■ **REQUIRED ACTION**: Print each entry word for word.

■ **EXTRACTED ENTRIES**:
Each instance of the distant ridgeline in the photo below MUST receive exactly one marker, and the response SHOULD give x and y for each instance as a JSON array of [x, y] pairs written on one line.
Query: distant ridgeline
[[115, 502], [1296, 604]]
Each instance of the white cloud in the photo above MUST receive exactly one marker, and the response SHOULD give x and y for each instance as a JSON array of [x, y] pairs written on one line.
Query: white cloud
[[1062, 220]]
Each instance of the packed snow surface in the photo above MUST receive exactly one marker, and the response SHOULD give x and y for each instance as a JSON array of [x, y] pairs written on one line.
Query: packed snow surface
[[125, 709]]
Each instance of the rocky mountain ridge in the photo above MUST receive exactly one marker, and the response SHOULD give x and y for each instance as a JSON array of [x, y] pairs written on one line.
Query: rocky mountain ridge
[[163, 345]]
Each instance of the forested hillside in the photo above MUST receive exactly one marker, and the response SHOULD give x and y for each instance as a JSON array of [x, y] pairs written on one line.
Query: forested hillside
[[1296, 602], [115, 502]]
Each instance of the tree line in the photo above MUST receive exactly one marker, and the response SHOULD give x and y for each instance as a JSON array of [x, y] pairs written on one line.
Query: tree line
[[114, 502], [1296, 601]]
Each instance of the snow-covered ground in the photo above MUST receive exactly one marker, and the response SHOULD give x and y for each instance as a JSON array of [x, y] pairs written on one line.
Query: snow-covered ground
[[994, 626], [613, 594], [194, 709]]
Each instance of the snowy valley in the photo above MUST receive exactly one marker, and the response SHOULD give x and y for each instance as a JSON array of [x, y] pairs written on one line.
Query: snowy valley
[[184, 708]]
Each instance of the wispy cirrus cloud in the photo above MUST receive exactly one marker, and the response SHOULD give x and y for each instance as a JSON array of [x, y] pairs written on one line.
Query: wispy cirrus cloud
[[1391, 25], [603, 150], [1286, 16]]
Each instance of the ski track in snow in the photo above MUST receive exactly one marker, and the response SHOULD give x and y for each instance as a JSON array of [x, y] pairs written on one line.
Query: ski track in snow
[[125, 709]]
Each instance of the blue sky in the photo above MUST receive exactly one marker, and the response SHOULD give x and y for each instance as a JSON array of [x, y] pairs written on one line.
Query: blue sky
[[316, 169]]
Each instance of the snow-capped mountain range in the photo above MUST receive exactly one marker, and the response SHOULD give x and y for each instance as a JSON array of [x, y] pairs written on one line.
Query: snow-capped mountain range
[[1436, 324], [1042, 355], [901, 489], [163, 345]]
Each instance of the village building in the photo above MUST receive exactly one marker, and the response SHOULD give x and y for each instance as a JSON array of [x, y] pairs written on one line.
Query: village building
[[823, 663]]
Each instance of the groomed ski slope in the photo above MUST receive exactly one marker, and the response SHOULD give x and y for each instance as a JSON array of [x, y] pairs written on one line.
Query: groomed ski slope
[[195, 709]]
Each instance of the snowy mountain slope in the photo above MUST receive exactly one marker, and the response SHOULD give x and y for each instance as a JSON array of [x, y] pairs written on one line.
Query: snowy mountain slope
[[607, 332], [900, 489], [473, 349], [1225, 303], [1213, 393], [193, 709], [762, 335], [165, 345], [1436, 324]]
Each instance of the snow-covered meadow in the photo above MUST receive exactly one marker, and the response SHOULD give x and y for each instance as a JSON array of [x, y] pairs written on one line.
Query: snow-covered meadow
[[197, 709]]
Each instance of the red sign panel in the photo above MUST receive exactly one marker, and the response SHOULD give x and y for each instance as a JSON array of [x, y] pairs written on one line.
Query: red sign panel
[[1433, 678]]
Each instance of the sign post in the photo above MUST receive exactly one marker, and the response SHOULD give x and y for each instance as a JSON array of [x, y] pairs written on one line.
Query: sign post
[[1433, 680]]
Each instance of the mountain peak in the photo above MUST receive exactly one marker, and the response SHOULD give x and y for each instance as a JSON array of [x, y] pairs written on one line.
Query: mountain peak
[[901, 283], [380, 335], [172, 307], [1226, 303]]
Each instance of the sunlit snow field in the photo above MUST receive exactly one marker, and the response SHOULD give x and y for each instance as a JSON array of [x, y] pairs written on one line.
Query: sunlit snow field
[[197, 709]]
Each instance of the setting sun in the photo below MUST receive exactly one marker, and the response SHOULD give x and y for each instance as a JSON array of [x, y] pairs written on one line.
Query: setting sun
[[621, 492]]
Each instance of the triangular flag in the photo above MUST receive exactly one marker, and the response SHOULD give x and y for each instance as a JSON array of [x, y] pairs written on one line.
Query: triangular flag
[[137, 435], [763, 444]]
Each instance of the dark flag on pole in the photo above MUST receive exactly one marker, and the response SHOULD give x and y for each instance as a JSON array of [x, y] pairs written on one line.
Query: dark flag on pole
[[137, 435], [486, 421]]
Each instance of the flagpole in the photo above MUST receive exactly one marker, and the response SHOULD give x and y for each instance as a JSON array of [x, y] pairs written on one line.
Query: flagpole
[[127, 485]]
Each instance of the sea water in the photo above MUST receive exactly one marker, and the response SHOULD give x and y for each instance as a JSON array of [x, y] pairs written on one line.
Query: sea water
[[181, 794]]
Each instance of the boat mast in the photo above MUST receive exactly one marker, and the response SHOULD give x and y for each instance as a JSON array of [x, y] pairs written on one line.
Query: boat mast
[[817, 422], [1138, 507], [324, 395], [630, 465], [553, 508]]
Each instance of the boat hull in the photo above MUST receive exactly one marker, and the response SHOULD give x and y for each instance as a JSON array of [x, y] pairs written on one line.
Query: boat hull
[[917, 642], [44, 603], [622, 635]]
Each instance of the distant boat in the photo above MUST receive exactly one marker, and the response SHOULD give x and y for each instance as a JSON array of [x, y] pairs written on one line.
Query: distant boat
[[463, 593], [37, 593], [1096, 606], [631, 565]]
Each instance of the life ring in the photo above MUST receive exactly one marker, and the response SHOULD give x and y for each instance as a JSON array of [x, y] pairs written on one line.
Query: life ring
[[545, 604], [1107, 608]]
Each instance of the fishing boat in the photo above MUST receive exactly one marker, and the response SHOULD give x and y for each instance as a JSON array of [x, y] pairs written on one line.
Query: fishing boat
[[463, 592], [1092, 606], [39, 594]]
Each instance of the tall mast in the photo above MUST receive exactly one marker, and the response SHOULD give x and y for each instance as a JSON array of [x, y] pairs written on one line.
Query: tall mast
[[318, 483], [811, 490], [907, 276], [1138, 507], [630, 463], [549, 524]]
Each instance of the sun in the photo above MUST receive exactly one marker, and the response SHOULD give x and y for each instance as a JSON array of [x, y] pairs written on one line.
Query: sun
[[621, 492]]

■ **ANSWER SECTION**:
Each instance of the distant ridgeline in the photo below MUST receive exactly one marker, and the response SHOULD give x and y for each instance as a JSON array of [x, y] pairs written on one line.
Query: distant ridgeline
[[115, 502], [1296, 604]]
Each instance of the white cloud in the photo above MUST receive exactly one marker, and the response SHOULD give x and y for each instance as a JSON array of [x, y] pairs written on one line.
Query: white cloud
[[1062, 220]]
Each instance of the packed snow surface in the photo above MUST receive exactly one marker, and the response SHOULD give x and y for each instance as a JSON array of [x, y] pairs written on one line.
Query: packed snow surface
[[125, 709]]
Each instance of the rocky mountain ridge in the photo above MUST receive exactly one marker, and the response SHOULD give x and y for each instance as a JSON array of [x, y] pairs written on one line.
Query: rocky mountain ridge
[[163, 345]]
Each instance of the forested hillside in the photo above MUST receive exactly one marker, and the response SHOULD give x and y for each instance as a JSON array of [x, y] pairs written on one line.
Query: forested hillside
[[1296, 602], [115, 502]]
Each instance of the tree line in the photo above MUST receive exactly one marker, and the response SHOULD give x and y for each instance as a JSON array of [x, y] pairs written on one line.
Query: tree line
[[114, 502], [1296, 601]]
Each instance of the snow-covered ground in the photo above MUST receive exactly one marker, and the response SHOULD give x and y for each instance as a JSON array of [x, y] pairs written on one line.
Query: snow-covered ground
[[994, 626], [613, 594], [194, 709]]
Each instance of the snowy valley in the photo above MUST receive exactly one marker, and the response SHOULD give x and y for each instance as a JSON array of [x, y] pairs written on one line.
Query: snowy valley
[[184, 708]]
Each instance of the wispy cirrus cloud in the photo above MUST receive exactly one marker, and the response SHOULD give x and y for each instance as a JSON array of [x, y] pairs written on one line.
Query: wispy cirrus cloud
[[1391, 25], [603, 150], [1286, 16]]
Each instance of the ski track in snow in the photo above MUST receive exactly one marker, and the response SHOULD give x and y for each instance as a JSON array of [x, y] pairs written on one line.
Query: ski track in snow
[[125, 709]]
Each instance of the blue sky in the photo above MUST receive exactly one marker, and the response SHOULD give x and y for each instance as a JSON array of [x, y] pairs written on one line.
Query: blue sky
[[316, 169]]
Each instance of the snow-capped mountain range in the photo above MUST receive exactly one marker, and the response SHOULD give x and y for each instance as a JSON array of [x, y] pairs written on one line.
Query: snow-capped mountain range
[[1436, 324], [1042, 355], [901, 489], [163, 345]]
Each instance of the village building in the photo above MUST receive exactly one marker, and the response SHOULD give x and y for each instance as a JSON array of [x, y] pairs written on one line.
Query: village building
[[823, 663]]
Each instance of the groomed ski slope in the photo above MUST receive exactly one marker, and the response SHOULD give x and y for each instance as a JSON array of [x, y] pairs written on one line.
Query: groomed ski slope
[[195, 709]]
Each instance of the snowy mountain slope in the photo above MUST receive exactly one marker, and the response SHOULD give x and y for each instance as a JSON array of [x, y] pairs written on one line.
Query: snowy mountain slope
[[607, 332], [900, 489], [473, 349], [1225, 303], [1213, 393], [193, 709], [762, 335], [165, 345], [1436, 324]]
Each instance of the snow-covered meadow in the photo above MUST receive exactly one marker, and the response SHOULD give x and y for each instance as a JSON array of [x, y] pairs written on one line.
Query: snow-covered meadow
[[197, 709]]
Each instance of the red sign panel in the photo above MUST receive exactly one marker, and the response SHOULD give x and y for each instance as a JSON array of [x, y] pairs written on one line.
Query: red sign panel
[[1433, 678]]
Each instance of the sign post in the photo above MUST receive exactly one marker, and the response SHOULD give x and y for each instance as a JSON array of [x, y] pairs written on one line.
Query: sign post
[[1433, 680]]
Each instance of the mountain peak in the photo above MUST receive exactly one marker, and the response SHOULD give x and y for each instance as a JSON array of [x, y] pairs written on one line.
Query: mountain peak
[[901, 283], [380, 335], [172, 307], [1226, 303]]
Each instance of the sunlit snow field in the photo above MUST receive exactly one marker, and the response SHOULD give x and y for each instance as a JSON array of [x, y] pairs written on one line.
Query: sunlit snow field
[[197, 709]]
Each instance of the setting sun in the photo below MUST receive exactly one marker, and the response SHOULD give x and y for each instance as a JSON array of [x, y] pairs written on one line.
Query: setting sun
[[621, 492]]
Each instance of the triangular flag in the photo above MUST receive exactly one marker, and the response SHOULD give x and y for each instance as a JSON array of [x, y] pairs written on one line.
Query: triangular flag
[[137, 435], [763, 444]]
Each instance of the dark flag on pole in the photo above MUST receive exactly one marker, and the response SHOULD give x and y for each instance as a JSON array of [x, y] pairs written on one line.
Query: dark flag on pole
[[137, 435], [486, 421]]
Each instance of the flagpole in the photo above MUST receive exactly one marker, and the response SHOULD give x and y for each instance as a JSON array of [x, y] pairs written on one line.
Query: flagpole
[[127, 485]]
Each instance of the sea water in the photo above MUST receive exactly one marker, and the response SHOULD give x and y for each instance as a JSON array of [x, y] pairs written on one line.
Query: sea water
[[181, 794]]
Each instance of the boat mast in the photo above MUST receive exactly one marker, and the response SHOULD give x and y for each instance as a JSON array of [x, y] pairs written on one line.
Query: boat mast
[[817, 422], [1138, 507], [324, 395], [630, 465], [553, 508]]
Each instance of the boat hull in the photo above MUST receive exactly one marker, and the response SHOULD give x and y for each instance as a JSON array of [x, y] pairs written on one line.
Query: boat hull
[[917, 642], [44, 603], [622, 635]]
Each instance of the distant boat in the photo above MUST receive exactly one marker, and the response SHOULD give x and y for each instance as a JSON array of [x, y] pairs written on one line.
Query: distant boat
[[463, 593], [37, 593], [1096, 606], [631, 565]]
Each instance of the life ring in the photo above MUST receive exactly one marker, and the response SHOULD give x and y for each instance as a JSON array of [x, y] pairs written on one line.
Query: life ring
[[545, 604], [1107, 608]]
Each instance of the fishing boat in the photo above MUST receive exactly one marker, and the response SHOULD give x and y for each instance as a JSON array of [x, y] pairs written on one line.
Query: fishing boat
[[463, 592], [1092, 606], [39, 594]]
Each instance of the tall mast in the photo above MUST receive exactly one marker, and the response SHOULD give x and y for each instance as a JSON array of [x, y] pairs written on one line.
Query: tall mast
[[318, 483], [811, 490], [907, 276], [1138, 507], [630, 463], [549, 524]]
Each instance of the sun in the photo above MUST receive exactly one marker, and the response SHOULD give x and y for each instance as a JSON array of [x, y] pairs written on one line.
Query: sun
[[621, 492]]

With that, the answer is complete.